-- TEXTO --
---*---

Carlos Ocké e Ana Carolina Navarrete (*) | 24/02/2021 13:24

Diante de um futuro incerto, calcular e definir o preço de um bem ou serviço que será prestado a longo prazo pode provocar uma grande polêmica, e a solução encontrada para acompanhar o aumento dos custos é, usualmente, o reajuste de preços.

No caso dos planos privados de saúde, não poderia ser diferente: como, em geral, são contratos de longa duração, as mensalidades (prêmios) são reajustadas a cada 12 meses. Nos reajustes por faixa etária o processo é distinto, uma vez que a mudança nos preços está relacionada à probabilidade de o indivíduo adoecer em seu ciclo de vida (em outras palavras, ao risco que aumenta com o passar do tempo).

Assim, o consumidor paga o valor definido no início do contrato, utilizando ou não os serviços durante o ano. O modelo impõe uma responsabilidade às operadoras: ao reajustar a mensalidade, grosso modo, elas devem fazer um exercício estatístico para definir o percentual de reajuste, considerando o desempenho da carteira de beneficiários nos dois anos anteriores e a estimativa do comportamento da taxa de sinistralidade do ano seguinte.

Entretanto, o que acontece durante a pandemia da covid-19, quando as incertezas econômicas e epidemiológicas tornam mais complexo o cálculo da distribuição de probabilidade?

---*---

-- REGISTROS --
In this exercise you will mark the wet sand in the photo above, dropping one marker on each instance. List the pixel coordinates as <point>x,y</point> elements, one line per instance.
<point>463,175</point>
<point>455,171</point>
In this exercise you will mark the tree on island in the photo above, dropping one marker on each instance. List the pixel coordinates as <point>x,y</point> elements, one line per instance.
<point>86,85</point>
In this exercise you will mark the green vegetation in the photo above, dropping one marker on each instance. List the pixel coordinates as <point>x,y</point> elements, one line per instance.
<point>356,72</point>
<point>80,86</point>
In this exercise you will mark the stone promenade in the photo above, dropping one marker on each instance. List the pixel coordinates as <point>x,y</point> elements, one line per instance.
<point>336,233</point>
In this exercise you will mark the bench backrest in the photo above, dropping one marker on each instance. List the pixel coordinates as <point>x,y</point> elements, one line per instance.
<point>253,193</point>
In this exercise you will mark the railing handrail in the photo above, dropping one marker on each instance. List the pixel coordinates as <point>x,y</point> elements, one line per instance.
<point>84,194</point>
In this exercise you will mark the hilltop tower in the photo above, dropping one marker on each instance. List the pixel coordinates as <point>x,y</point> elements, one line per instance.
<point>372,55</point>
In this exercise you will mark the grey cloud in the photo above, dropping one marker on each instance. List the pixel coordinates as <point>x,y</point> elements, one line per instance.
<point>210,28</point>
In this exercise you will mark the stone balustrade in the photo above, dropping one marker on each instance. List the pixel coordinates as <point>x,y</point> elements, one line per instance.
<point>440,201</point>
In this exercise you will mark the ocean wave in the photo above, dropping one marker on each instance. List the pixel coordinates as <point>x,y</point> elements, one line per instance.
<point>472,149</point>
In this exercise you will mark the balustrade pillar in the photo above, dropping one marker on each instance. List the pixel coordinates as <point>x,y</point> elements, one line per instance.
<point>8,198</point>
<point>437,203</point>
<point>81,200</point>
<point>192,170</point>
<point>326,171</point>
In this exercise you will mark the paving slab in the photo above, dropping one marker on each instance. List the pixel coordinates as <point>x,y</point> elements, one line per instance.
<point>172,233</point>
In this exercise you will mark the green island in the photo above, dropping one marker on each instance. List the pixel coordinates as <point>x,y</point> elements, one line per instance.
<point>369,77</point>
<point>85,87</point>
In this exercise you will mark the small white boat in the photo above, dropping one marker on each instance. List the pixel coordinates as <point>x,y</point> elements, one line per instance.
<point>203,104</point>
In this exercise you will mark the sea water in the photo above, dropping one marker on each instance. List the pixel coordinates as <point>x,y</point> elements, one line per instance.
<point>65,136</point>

---*---

-- OBJETIVO DA TAREFA --
Copie do texto sobre reajustes de planos de saúde o trecho que vai de "Assim, o consumidor" até "distribuição de probabilidade?", incluindo essas palavras.

-- SOLUÇÃO --
Assim, o consumidor paga o valor definido no início do contrato, utilizando ou não os serviços durante o ano. O modelo impõe uma responsabilidade às operadoras: ao reajustar a mensalidade, grosso modo, elas devem fazer um exercício estatístico para definir o percentual de reajuste, considerando o desempenho da carteira de beneficiários nos dois anos anteriores e a estimativa do comportamento da taxa de sinistralidade do ano seguinte.

Entretanto, o que acontece durante a pandemia da covid-19, quando as incertezas econômicas e epidemiológicas tornam mais complexo o cálculo da distribuição de probabilidade?